Written instruction >>
Reproduce the entries from the start through the line containing "M444 541L490 523L481", swapping "instance" for "object" and leaving everything else unchanged.

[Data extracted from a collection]
■ ■ ■ ■
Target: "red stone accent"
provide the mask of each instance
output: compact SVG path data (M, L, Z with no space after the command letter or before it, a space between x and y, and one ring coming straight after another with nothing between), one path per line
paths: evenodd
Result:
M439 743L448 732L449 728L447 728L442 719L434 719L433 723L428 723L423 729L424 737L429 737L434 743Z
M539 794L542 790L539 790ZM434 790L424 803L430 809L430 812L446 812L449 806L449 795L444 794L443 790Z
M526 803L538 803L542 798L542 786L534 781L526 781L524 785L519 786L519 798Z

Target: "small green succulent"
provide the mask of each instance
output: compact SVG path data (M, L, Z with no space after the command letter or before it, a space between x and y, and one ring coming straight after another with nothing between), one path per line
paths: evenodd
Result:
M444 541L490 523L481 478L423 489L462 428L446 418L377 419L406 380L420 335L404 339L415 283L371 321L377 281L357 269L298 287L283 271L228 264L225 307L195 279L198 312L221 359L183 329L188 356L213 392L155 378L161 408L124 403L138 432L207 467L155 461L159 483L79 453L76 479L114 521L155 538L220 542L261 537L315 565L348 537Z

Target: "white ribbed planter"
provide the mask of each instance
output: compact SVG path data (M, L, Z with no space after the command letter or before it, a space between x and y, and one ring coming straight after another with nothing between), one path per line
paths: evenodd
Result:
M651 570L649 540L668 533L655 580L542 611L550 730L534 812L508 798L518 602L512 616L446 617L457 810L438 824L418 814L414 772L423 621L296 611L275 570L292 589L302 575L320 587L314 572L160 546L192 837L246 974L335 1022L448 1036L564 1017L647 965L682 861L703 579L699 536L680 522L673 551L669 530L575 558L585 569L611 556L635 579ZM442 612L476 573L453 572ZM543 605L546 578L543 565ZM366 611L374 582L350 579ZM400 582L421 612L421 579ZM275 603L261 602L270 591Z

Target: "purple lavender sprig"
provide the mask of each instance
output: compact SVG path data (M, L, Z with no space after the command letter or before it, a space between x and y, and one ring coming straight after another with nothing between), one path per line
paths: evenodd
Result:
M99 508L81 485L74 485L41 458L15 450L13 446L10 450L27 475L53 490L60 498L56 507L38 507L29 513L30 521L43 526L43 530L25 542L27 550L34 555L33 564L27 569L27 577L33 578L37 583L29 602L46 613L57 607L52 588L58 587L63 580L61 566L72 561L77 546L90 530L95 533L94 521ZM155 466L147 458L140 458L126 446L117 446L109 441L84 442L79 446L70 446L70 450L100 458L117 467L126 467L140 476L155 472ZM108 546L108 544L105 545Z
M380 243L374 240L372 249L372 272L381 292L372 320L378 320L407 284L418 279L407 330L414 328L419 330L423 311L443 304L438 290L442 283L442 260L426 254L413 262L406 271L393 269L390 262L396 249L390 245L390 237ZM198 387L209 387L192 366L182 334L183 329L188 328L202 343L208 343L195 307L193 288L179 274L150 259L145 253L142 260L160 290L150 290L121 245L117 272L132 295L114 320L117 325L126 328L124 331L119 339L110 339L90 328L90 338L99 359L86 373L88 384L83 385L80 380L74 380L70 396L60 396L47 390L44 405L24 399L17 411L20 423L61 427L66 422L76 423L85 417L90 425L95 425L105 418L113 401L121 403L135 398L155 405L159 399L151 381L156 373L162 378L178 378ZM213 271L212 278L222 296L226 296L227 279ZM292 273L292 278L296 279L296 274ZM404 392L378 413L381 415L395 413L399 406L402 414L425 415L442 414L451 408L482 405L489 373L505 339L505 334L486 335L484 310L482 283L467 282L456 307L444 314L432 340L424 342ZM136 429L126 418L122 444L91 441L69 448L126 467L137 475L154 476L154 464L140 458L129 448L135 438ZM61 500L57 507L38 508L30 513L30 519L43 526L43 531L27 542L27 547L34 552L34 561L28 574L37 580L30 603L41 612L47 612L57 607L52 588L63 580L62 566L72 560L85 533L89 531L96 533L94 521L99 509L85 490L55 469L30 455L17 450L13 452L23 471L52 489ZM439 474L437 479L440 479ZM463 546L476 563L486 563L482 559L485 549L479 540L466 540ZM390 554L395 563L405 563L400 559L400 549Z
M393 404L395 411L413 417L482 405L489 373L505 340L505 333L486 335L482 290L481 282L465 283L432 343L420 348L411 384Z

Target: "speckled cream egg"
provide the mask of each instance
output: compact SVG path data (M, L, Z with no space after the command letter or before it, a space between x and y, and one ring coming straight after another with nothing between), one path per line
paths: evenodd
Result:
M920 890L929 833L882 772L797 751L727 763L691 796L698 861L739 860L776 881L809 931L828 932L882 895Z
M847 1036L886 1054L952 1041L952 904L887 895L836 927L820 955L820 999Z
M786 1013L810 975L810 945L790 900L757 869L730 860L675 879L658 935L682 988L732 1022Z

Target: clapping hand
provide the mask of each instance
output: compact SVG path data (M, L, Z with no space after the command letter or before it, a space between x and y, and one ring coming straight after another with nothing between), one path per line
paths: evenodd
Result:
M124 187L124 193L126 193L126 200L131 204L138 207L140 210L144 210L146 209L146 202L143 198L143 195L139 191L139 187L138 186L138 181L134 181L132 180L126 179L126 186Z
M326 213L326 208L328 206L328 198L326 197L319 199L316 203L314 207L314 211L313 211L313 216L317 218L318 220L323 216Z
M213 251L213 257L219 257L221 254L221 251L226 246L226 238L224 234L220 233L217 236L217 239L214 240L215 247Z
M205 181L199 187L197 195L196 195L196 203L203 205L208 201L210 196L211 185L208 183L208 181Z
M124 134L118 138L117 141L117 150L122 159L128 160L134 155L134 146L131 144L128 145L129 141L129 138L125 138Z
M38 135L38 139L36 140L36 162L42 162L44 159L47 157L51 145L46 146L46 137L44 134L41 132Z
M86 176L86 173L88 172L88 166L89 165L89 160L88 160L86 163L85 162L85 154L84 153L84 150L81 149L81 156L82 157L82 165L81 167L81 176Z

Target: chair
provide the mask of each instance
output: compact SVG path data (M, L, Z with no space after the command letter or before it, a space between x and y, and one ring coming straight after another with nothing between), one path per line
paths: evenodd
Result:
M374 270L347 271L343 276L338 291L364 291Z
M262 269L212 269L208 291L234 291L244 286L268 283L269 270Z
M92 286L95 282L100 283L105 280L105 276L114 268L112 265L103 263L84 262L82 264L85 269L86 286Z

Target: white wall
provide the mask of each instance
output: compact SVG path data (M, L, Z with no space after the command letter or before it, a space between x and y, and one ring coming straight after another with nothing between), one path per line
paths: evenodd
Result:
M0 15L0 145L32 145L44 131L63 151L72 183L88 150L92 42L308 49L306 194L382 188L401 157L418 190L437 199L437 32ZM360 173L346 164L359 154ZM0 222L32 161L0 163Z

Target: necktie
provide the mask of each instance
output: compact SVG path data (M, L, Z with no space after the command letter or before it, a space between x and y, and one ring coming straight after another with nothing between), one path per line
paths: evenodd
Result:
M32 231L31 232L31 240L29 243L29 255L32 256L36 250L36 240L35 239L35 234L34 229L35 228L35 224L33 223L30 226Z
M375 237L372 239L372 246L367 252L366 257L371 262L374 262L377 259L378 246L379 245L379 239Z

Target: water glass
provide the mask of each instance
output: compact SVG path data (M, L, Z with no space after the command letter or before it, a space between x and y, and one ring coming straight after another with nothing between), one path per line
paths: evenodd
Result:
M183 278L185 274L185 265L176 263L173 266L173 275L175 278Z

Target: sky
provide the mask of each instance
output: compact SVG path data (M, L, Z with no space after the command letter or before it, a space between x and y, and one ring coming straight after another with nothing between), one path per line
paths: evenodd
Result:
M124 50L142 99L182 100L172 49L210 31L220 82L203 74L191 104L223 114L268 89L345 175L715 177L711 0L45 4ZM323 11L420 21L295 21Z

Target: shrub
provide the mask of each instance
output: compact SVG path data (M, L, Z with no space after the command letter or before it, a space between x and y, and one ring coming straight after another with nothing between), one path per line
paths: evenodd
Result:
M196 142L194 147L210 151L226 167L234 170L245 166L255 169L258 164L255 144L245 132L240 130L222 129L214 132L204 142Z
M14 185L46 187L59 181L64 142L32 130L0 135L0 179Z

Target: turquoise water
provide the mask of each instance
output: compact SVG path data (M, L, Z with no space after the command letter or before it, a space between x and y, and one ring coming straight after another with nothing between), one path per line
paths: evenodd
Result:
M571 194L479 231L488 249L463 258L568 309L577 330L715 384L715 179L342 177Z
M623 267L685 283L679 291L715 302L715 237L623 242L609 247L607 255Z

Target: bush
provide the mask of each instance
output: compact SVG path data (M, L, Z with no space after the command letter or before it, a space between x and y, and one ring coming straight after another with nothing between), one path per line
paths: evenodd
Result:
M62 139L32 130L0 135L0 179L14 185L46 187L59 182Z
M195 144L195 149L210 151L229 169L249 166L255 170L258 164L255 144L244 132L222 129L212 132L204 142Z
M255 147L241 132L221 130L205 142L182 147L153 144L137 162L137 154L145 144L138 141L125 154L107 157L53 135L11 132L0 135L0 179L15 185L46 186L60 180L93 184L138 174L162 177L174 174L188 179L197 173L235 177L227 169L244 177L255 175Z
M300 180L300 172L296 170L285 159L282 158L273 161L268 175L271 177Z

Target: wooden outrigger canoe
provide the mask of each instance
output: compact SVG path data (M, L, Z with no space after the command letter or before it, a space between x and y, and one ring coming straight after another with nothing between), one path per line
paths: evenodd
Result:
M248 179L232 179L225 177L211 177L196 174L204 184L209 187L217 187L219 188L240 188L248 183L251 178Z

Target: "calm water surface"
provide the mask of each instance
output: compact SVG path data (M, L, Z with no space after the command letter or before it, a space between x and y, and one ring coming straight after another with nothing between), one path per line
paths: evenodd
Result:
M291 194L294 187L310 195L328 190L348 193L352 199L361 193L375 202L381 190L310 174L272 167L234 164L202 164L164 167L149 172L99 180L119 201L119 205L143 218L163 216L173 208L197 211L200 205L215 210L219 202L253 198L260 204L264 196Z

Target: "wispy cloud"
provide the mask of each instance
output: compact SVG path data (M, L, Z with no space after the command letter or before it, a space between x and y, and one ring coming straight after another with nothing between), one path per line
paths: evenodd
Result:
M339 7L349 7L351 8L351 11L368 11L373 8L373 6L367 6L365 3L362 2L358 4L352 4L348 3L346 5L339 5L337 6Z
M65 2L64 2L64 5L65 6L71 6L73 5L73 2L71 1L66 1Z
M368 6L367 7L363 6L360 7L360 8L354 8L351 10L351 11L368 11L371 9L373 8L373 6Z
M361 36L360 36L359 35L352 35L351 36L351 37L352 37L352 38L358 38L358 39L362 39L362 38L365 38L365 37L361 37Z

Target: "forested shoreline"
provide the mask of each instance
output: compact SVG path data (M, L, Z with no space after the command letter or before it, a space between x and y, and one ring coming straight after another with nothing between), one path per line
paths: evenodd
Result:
■ ■ ■ ■
Solution for this problem >>
Target: "red stone accent"
provide the mask of each object
output: compact SVG path data (M, L, Z with no space after the command letter or before it, a space between x and y, and one ring coming straight after another with nothing between), one path per line
paths: evenodd
Result:
M439 743L448 732L449 728L447 728L442 719L434 719L433 723L428 723L423 729L424 737L429 737L434 743Z
M539 794L542 790L539 790ZM434 790L424 803L430 809L430 812L446 812L449 806L449 795L444 794L443 790Z
M526 803L538 803L542 798L542 786L534 781L526 781L524 785L519 786L519 798Z

Target: "small green succulent"
provide the mask of each object
output: compact SVG path data (M, L, Z with no space after the command letter or before it, a space between x and y, and one ring coming straight after another with nothing between), one path per line
paths: evenodd
Result:
M444 541L490 523L481 478L423 489L462 428L446 418L377 419L406 380L420 335L404 339L415 283L371 321L377 281L357 269L298 287L283 271L228 264L225 307L195 279L198 312L221 359L183 329L188 356L213 392L155 378L161 408L124 403L138 432L207 467L155 461L159 483L79 453L76 479L114 521L155 538L220 542L261 537L315 565L348 537Z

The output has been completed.